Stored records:
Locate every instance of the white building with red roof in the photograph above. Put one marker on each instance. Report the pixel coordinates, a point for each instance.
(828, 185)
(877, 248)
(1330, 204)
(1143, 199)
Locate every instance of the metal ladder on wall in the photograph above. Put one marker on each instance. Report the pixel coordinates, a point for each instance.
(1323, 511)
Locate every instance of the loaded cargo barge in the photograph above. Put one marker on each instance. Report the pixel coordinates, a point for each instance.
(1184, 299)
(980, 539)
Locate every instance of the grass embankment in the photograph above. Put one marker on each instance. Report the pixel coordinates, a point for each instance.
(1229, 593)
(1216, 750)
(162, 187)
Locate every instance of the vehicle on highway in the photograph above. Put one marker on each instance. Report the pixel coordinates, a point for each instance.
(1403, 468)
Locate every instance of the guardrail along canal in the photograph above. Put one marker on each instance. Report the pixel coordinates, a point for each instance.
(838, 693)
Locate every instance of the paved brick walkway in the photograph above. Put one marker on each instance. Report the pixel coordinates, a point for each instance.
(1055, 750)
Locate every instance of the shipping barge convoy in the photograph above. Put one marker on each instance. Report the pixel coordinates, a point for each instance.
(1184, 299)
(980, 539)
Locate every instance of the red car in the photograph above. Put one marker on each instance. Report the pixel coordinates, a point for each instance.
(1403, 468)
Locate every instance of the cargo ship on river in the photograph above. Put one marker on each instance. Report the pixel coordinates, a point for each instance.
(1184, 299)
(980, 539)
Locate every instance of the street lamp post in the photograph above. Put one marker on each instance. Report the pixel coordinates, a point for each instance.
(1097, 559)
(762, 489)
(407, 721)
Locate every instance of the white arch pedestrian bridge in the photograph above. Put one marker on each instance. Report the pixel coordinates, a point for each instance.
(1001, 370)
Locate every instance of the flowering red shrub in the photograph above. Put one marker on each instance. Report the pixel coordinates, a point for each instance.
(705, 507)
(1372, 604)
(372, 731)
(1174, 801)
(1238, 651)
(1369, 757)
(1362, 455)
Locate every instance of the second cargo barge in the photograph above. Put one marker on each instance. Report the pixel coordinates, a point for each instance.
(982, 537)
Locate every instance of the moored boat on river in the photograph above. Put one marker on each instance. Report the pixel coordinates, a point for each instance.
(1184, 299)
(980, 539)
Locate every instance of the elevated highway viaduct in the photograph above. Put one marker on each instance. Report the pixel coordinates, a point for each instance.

EXERCISE GOAL:
Output the records in full, keeping them exactly as they are.

RESPONSE TO THIS TASK:
Locate every instance of the white building with red roof in the photograph above. Put one marker on each instance. Report the pixel coordinates, a point for each instance.
(828, 185)
(877, 248)
(1330, 204)
(1143, 199)
Locate every instance of the metal ladder on wall in the photograph above. Put one marker on each instance. Report the pixel coordinates, a point for each instance.
(1323, 511)
Locate every instance of the loaded cargo barge in the photograph above. Put one marker on each instance. Report the pixel coordinates, a point for each instance.
(1184, 299)
(980, 539)
Locate every instance of the grass embankment in the photograph above. Put one marker on each instance. Report the pixel coordinates, a point for each instance.
(1229, 593)
(1216, 750)
(162, 187)
Locate every instance of the vehicle on highway in the photograph above. Put one marker on each instance. Report the pixel coordinates, a point for each instance.
(1403, 468)
Locate every instance of the guardrail along canal in the photograph above. Put one marker on each instance. Report the pixel coordinates, a point for each instance.
(838, 693)
Locate every instance of the paved brick walkway in the photograph above. Put one marker on each instance. Report the pixel coordinates, a point for each instance.
(1055, 750)
Locate every instance of the shipping barge convoy in the photograph above. Put one marker on each instance. Report the pixel coordinates, a point for each instance.
(1184, 299)
(980, 539)
Locate every instance of the red car in the photograph above. Put one marker on each instance. Report the pixel coordinates, a point for each instance.
(1403, 468)
Locate every instance of the cargo ship on river in the photograph above. Put one marker on each instance. Report the pixel coordinates, a point for each instance.
(1184, 299)
(980, 539)
Locate every instance of the street lamp post in the photograph above. Put one marker on each instance. Report the pixel coordinates, a point for each instance.
(1097, 559)
(762, 489)
(407, 721)
Locate every instance of the white arch pedestrian bridge in the photograph above. Put one marker on each instance. Report the pixel coordinates, a point for each instance.
(1001, 370)
Locate every instance of the flowering red shrub in the photograph above. Put one marker on each instance. Report the pixel coordinates, a point for each instance.
(705, 507)
(1372, 604)
(372, 731)
(1174, 801)
(1238, 651)
(1369, 757)
(1362, 455)
Locate every instance of the second cargo barge in the photograph above. Put one marker on each instance. Report the pixel coordinates, a point for each instance.
(982, 537)
Locate every instance of the moored boat on river in the photograph above. Put one marker on each instance. Report the pixel coordinates, a point for each instance.
(1184, 299)
(980, 539)
Locate every instance of the elevated highway viaduct in the photograph above. Put one marker on each instance. Report the pixel coordinates, a point for each instance.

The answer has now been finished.